#### EXCERPT PROVIDED:
United States District Court, E.D. Virginia, Richmond Division

April 11, 2019

JERRY WELTY, JR., Plaintiff,
v.
PETE MELETIS, et al., Defendants.

          MEMORANDUM OPINION

          John A. Gibney, Jr. United States District Judge

         Jerry Welty, Jr., a Virginia inmate proceeding pro se and in forma pauperis, filed this 42 U.S.C. § 1983 action.[1] The matter is proceeding on Welty's Fourth Particularized Complaint ("Complaint," ECF No. 94) against Pete Meletis, George Hurlock, and Glendell Hill ("Defendants"). Meletis is the Superintendent of the Prince William Manassas Regional Adult Detention Center ("ADC"). (ECF No. 1, at 2.) Hurlock is the Director of Security at the ADC. (Id. at 3.) Hill is the Chairman of the Prince William-Manassas Jail Board. (Id. at 4.) The matter is before the Court on Defendants* Motion to Dismiss and the Court's obligation to review prisoner actions pursuant to 28 U.S.C. § 1915(e)(2). Welty has responded. For the reasons set forth below, the Motion to Dismiss (ECF No. 98) will be GRANTED IN PART and DENIED IN PART.

         I. STANDARD FOR MOTION TO DISMISS

         Pursuant to the Prison Litigation Reform Act ("PLRA") this Court must dismiss any action filed by a prisoner if the Court determines the action (1) "is frivolous" or (2) "fails to state a claim on which relief may be granted." 28 U.S.C. § 1915(e)(2); see 28 U.S.C. § 1915A. The first standard includes claims based upon "an indisputably meritless legal theory," or claims where the "factual contentions are clearly baseless." Clay v. Yates, 809 F.Supp. 417, 427 (E.D. Va. 1992) (quoting Neitzke v. Williams, 490 U.S. 319, 327 (1989)). The second standard is the familiar standard for a motion to dismiss under Fed.R.Civ.P. 12(b)(6).

#### CHALLENGES:
(A) List each defendant named in the memorandum opinion, along with the position the opinion gives for that person.
(B) Answer these questions using the memorandum opinion:
(i) What ECF number does the Defendants' Motion to Dismiss have?
(ii) Under which rule of civil procedure does the familiar motion-to-dismiss standard fall?
(iii) Which case does Clay v. Yates quote?
(C) Extend the memorandum opinion, starting right after its final sentence.
The data that comes after the memorandum opinion isn't needed for anything here.

#### DATA RECORDS:

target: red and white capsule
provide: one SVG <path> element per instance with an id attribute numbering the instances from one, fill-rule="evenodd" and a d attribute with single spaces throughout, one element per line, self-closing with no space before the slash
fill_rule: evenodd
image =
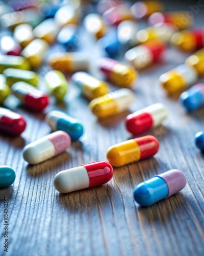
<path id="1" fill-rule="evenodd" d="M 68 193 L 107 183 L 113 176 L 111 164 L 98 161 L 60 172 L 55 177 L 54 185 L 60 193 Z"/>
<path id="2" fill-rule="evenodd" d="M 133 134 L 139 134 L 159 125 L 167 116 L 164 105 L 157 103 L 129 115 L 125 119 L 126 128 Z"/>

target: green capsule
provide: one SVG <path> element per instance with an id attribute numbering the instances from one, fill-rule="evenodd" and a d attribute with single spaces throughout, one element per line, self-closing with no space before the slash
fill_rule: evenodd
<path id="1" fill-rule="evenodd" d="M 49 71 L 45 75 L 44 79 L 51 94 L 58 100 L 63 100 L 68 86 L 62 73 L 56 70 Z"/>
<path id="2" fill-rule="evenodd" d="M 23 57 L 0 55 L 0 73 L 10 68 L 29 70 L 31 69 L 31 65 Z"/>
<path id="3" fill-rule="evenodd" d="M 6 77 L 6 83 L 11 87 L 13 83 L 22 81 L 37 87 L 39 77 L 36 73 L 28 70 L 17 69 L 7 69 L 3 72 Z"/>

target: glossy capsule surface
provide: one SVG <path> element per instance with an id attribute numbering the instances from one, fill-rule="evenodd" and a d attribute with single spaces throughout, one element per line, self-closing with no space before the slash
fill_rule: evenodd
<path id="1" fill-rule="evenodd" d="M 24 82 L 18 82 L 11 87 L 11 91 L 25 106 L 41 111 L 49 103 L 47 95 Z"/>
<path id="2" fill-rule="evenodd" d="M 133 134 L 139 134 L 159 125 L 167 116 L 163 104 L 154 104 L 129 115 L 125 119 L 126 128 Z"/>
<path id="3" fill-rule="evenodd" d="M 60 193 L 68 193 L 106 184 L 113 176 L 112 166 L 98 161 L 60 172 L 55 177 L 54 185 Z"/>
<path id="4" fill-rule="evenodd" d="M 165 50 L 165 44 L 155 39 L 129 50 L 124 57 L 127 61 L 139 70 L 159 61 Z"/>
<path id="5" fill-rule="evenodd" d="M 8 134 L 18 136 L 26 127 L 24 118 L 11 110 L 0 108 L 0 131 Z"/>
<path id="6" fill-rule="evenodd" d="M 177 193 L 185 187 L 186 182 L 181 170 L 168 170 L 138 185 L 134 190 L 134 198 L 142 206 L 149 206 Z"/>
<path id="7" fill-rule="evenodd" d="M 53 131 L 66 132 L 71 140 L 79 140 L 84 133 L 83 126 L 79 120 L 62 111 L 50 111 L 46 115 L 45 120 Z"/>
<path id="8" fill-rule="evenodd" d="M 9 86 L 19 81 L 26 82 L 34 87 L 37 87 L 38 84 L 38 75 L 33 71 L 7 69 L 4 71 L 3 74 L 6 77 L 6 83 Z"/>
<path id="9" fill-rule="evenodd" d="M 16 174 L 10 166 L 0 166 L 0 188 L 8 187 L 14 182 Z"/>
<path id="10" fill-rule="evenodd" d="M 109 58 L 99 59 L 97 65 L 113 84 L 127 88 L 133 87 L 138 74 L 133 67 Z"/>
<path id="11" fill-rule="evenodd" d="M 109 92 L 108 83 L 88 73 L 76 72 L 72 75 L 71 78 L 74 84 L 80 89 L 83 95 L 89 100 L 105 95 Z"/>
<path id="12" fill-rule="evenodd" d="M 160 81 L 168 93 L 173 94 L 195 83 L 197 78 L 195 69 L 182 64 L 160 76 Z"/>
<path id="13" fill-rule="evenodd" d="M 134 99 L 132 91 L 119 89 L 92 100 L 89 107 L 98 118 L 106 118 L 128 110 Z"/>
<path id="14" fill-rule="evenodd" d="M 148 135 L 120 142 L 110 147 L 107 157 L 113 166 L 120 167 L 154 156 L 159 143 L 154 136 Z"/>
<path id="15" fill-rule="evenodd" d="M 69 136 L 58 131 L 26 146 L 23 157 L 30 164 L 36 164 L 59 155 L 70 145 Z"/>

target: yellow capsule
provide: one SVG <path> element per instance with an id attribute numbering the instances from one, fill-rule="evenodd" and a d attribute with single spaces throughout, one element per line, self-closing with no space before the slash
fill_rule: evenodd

#### RESULTS FOR EACH TASK:
(A)
Pete Meletis: Superintendent of the Prince William Manassas Regional Adult Detention Center
George Hurlock: Director of Security at the ADC
Glendell Hill: Chairman of the Prince William-Manassas Jail Board

(B)
(i) ECF No. 98
(ii) Fed.R.Civ.P. 12(b)(6)
(iii) Neitzke v. Williams, 490 U.S. 319, 327 (1989)

(C)
         "A motion to dismiss under Rule 12(b)(6) tests the sufficiency of a complaint; importantly, it does not resolve contests surrounding the facts, the merits of a claim, or the applicability of defenses." Republican Party of N.C. v. Martin, 980 F.2d 943, 952 (4th Cir. 1992) (citing 5A Charles A. Wright & Arthur R. Miller, Federal Practice and Procedure § 1356 (1990)). In considering a motion to dismiss for failure to state a claim, a plaintiffs well-pleaded allegations are taken as true and the complaint is viewed in the light most favorable to the plaintiff. Mylan Labs., Inc. v. Matkari, 7 F.3d 1130, 1134 (4th Cir. 1993); see also Martin, 980 F.2d at 952. This principle applies only to factual allegations, however, and "a court considering a motion to dismiss can choose to begin by identifying pleadings that, because they are no more than conclusions, are not entitled to the assumption of truth." Ashcroft v. Iqbal, 556 U.S. 662, 679 (2009).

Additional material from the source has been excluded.